>> Start

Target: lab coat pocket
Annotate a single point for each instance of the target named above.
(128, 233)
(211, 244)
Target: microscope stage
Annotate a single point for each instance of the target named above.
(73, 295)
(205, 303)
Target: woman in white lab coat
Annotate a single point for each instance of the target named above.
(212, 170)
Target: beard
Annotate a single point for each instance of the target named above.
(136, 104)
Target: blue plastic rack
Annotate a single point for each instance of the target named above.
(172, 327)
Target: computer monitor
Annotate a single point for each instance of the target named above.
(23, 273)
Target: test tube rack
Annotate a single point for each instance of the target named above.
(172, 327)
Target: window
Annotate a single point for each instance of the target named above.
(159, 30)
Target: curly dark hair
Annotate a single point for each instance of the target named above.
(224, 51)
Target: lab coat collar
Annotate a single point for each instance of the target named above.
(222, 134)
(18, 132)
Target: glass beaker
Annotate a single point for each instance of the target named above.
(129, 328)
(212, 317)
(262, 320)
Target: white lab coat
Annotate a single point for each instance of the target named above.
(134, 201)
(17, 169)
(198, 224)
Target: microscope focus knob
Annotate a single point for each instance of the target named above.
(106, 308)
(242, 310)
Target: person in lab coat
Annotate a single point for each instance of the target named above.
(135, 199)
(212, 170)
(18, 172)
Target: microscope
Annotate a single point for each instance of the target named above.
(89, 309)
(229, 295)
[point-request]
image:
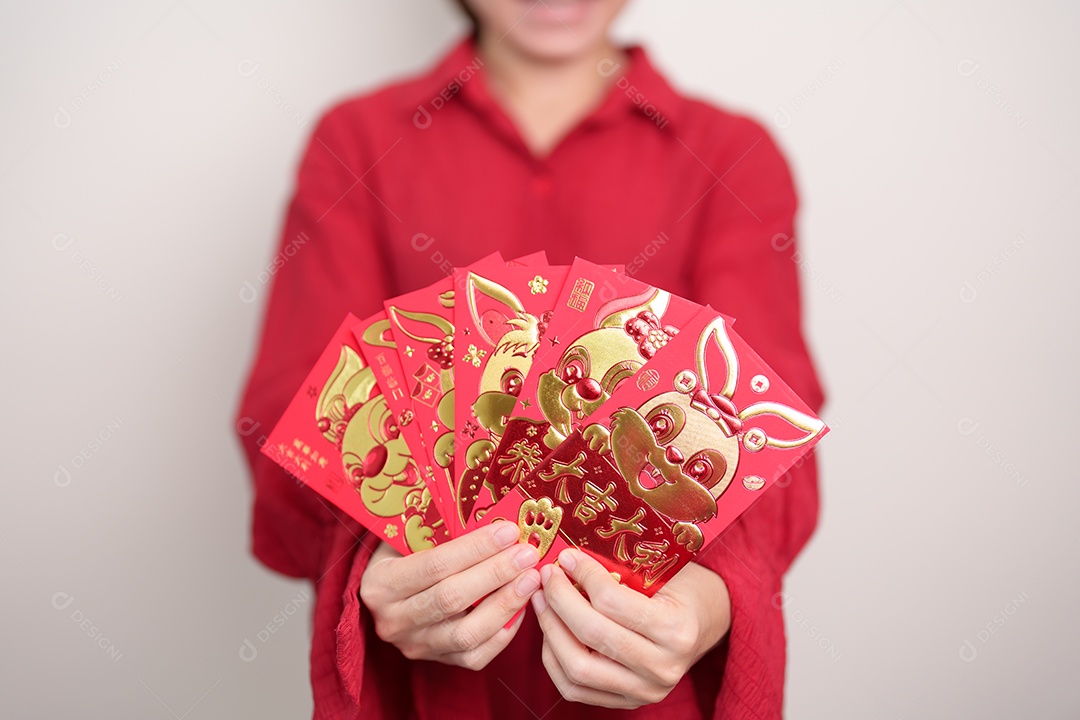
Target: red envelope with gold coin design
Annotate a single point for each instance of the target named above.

>> End
>> Start

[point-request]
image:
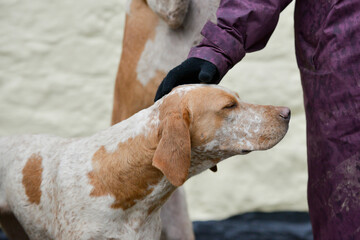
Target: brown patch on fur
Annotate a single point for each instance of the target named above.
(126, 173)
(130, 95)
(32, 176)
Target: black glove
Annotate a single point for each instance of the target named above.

>> End

◆ Directions for this task
Copy every line of the records above that contains the word "coat". Case counts.

◆ Finished task
Target: lab coat pocket
Target: woman in white lab coat
Target: lab coat collar
Target: white lab coat
Target: person in lab coat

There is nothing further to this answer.